Copy every entry below line for line, changing nothing.

Named-object pointing records:
>> Start

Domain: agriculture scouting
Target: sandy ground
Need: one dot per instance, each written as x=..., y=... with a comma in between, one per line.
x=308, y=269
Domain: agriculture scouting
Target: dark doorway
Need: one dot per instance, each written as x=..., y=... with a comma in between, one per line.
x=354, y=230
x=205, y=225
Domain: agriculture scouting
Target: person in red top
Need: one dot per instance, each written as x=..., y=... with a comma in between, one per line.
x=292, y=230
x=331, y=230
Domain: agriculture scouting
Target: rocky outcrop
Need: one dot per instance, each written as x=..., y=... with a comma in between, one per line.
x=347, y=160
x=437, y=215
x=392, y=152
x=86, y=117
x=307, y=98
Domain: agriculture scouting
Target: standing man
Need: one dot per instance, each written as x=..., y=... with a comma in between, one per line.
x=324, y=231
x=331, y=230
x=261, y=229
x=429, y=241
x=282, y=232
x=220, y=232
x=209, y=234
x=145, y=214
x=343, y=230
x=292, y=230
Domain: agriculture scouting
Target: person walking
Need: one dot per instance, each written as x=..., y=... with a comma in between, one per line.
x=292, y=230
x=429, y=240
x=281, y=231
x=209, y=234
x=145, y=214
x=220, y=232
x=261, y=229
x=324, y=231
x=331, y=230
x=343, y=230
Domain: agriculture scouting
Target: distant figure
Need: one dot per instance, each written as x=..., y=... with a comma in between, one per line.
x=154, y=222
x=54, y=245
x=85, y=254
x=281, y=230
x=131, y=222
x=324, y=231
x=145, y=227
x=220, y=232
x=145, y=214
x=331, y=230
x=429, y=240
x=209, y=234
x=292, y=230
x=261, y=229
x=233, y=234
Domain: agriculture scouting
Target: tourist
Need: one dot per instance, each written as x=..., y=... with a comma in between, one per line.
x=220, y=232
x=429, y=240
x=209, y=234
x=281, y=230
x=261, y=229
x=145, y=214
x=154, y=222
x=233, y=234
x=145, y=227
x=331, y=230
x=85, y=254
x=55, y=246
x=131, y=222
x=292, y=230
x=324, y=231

>> End

Written response:
Domain: agriculture scouting
Target: sandy ground
Need: one dot per instance, each written as x=..., y=... with a comma in between, one per line.
x=308, y=269
Domain: agriculture scouting
Target: dark doorway
Need: one dot per instance, each written as x=..., y=... with a comma in between, one per line.
x=354, y=230
x=205, y=225
Domain: agriculture scouting
Target: person in red top
Need: one dot per instance, each written as x=..., y=... with a comma in between, one per line.
x=292, y=230
x=331, y=230
Domain: agriculture scouting
Target: rocky outcrop
Need: one dot per instance, each written as x=..., y=... with a comma in between, one per line.
x=347, y=160
x=437, y=215
x=392, y=152
x=86, y=117
x=307, y=98
Domain: agriculture scouting
Target: standing man
Need: one dot per instance, each written as x=..., y=... with a comma in between, one per line.
x=324, y=231
x=331, y=230
x=261, y=229
x=429, y=241
x=282, y=232
x=220, y=232
x=209, y=234
x=145, y=214
x=343, y=230
x=292, y=230
Domain: agriculture scouting
Target: person walking
Need: one dot per instance, each written as x=..., y=... with a comma in between, one per line.
x=292, y=230
x=429, y=240
x=281, y=231
x=209, y=234
x=145, y=214
x=220, y=232
x=261, y=229
x=324, y=231
x=331, y=230
x=343, y=230
Domain: agriculture scouting
Target: distant figure
Need: one dot per instance, each written as x=..., y=... with a comma in between, one per line.
x=154, y=222
x=54, y=245
x=85, y=254
x=281, y=230
x=131, y=222
x=324, y=231
x=145, y=227
x=220, y=232
x=145, y=214
x=331, y=230
x=429, y=240
x=209, y=234
x=292, y=230
x=261, y=229
x=233, y=234
Domain: agriculture scouting
Target: tourist
Need: one dot per instance, each written as x=..., y=... with a comma in between, one per line.
x=220, y=232
x=429, y=240
x=209, y=234
x=281, y=230
x=261, y=229
x=145, y=214
x=154, y=222
x=233, y=234
x=145, y=227
x=331, y=230
x=85, y=254
x=55, y=246
x=131, y=222
x=292, y=230
x=324, y=231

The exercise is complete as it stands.